Designed in 1939 , by the Diamond T Motor Car Company, The 969A wrecker would see many theatres of service from civilian to its more exclusive and more known military role. It became one of the most heavily used recovery vehicles by allied forces in World War Two. It was not uncommon for it to be seen accompanying heavier apparatus of the time such as the Ward La France wreckers and scammells. Far after the battlefields of Europe subsided it saw heavy use in the Middle East and in other parts of the world. Not only was it known in the Middle East after world war two, but many were also sold as military surplus pieces to civilian companies and agencies in the United States and around the world and could be seen up to the 1970’s.

The Diamond T 969A, was powered by a Hercules RxC 6-cylender Gasoline engine. It packed a massive 529 Cubic inch block which put out about 107hp. Grinding the gears was a five speed transmission, accompanied by a transfer case which was manufactured by Diamond T. The 969A was equipped with a Kellogg compressor which sat just behind the cab. As well as a pair of Holms W45 booms as its main wrecking gear. Each boom could be used individually but max lift weight could be achieved by using them in tandem at the rear of the truck. The booms could also be swung to the side of the truck for side lifts, which is the reason for the outriggers on each side of the truck as well as allowing for overall stabilization. At the front of the truck sat a Garwood 15,000lb winch. The winches for the Holms booms were rated at about 10,000 pounds each which together would be capable of hoisting about 10 tons. Although this was possible with the winches alone, it in fact was not practical, due to the fact that this would exceed the 969A’s GVW (Gross Vehicle Weight) causing major damage to the chassis.


The kit comes in a cardboard box with a picture of the 969A in sepia tone across the front. Upon opening the box you will find:
  • 11 Sprues of gray plastic styrene
  • 1 Sprue of clear plastic styrene
  • 1 Sheet of decals
  • Photo Etch was missing from this kit
  • 20 Pages of instructions printed in black and white


There are 570 parts laid out on 11 sprues
1x Sprue A: Suspension parts as well as the chassis and axel housings, transfer case etc…

4x Sprue B: There are two completely different pairs of Sprue B’s, making a total of four , a duplicate for each variant .
The first set of consists of the wheels as well as hubs, there are two sprues of this.
The Second set consists of intricate and highly detailed as well as extremely small parts which appear to have no general area of focus for building as parts for the suspension, booms, tools, and hoisting equipment

1x Sprue C: Consisting of the highly detailed Hercules engine, as well as the radiator and other assorted mechanical parts.

(What you need to do)
a. In the Diamond T 969A text, why was it impractical to use the two boom winches together to hoist about 10 tons?
b. Continue the Diamond T 969A kit text from where it stops.

(Provided data)
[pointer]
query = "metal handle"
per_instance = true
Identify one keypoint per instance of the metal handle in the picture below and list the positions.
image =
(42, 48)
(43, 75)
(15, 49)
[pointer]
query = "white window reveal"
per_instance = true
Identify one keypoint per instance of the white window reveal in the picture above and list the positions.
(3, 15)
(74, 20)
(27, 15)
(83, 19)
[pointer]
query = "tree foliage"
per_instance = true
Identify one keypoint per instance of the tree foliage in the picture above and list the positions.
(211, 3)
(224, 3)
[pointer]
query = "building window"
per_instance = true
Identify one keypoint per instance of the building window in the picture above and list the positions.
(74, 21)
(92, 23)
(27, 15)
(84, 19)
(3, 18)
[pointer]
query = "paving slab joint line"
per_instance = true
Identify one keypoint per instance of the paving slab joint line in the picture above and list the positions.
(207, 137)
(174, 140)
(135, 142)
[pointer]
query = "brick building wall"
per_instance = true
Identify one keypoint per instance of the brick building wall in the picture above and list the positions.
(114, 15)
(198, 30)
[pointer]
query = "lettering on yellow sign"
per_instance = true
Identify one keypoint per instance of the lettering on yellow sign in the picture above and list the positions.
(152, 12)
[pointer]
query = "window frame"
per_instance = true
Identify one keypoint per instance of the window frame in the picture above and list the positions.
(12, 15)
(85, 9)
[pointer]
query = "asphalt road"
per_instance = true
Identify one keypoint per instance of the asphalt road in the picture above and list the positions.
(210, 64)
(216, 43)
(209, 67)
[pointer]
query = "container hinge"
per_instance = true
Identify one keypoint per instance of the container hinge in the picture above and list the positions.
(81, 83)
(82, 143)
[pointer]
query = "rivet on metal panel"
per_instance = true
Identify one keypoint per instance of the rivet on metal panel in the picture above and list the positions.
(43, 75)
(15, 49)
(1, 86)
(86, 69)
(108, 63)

...

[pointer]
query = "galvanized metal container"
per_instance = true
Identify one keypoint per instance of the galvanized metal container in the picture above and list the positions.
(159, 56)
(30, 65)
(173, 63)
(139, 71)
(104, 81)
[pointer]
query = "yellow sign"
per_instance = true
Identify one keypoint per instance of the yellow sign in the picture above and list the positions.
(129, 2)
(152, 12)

(Responses in order)
a. Hoisting that much would exceed the 969A's gross vehicle weight (GVW) and cause major damage to the chassis. The winches could manage the load, but the truck's chassis could not.

b.
1x Sprue D: Consisting of the body panels, headlight guards, and more small parts.

1x Sprue O: Comprising of the floor board, dash board, seats, etc…

1x Sprue X: This consists of most of the heavy lifting equipment, pressurized tanks, super structures and sub structures of the booms, as well as the floor board for the bed of the truck, and various other small parts.

2x Sprue Y: Small parts for winches and other structures


I, myself am a hug fan of anything recovery related, so this kit was a no brainer for me and a long awaited addition to my stash. When I first received it, there was no shrink wrap around the box itself, which initially puzzled me, but none the less after inspecting the contents, everything was there and nothing was broken, the latter of which amazes me, and will bring us to my next point of focus. Upon opening the box the sprues are wrapped in an unusual choice of protection. To describe it and compare it, I would say it’s very similar to the less than sufficient bag you receive your Chinese food in. I am amazed at the fact that not one piece came tumbling out as I removed the sprues from the protective wrapping. A quick look at the instructions proves to be pleasantly surprising, but after a more detailed look, I was left on the fence about the nomenclature of the instructions. They do offer a nice highly detailed diagram of the piece you’re constructing, but there are no “steps” like we see in almost every other set of instructions by other manufacturers. You simply build by the page, with not much guidance or sense of direction.

The second point of awe in this kit, is the insane amount of small pieces. Make no mistake this is not a “shake and bake” kit seen by other manufacturers. Looking closer at the sprues I ‘am amazed at the amount of detail that has been put into this kit. A note of caution must be taken when removing the small parts as they do seem to have some overly large sprue gates, as said by the manufacturer, in order to keep ejector pin marks to a minimum. Speaking of which, I ‘am also surprised by the lack of ejector pin marks. Bravo to Mirror Models for that.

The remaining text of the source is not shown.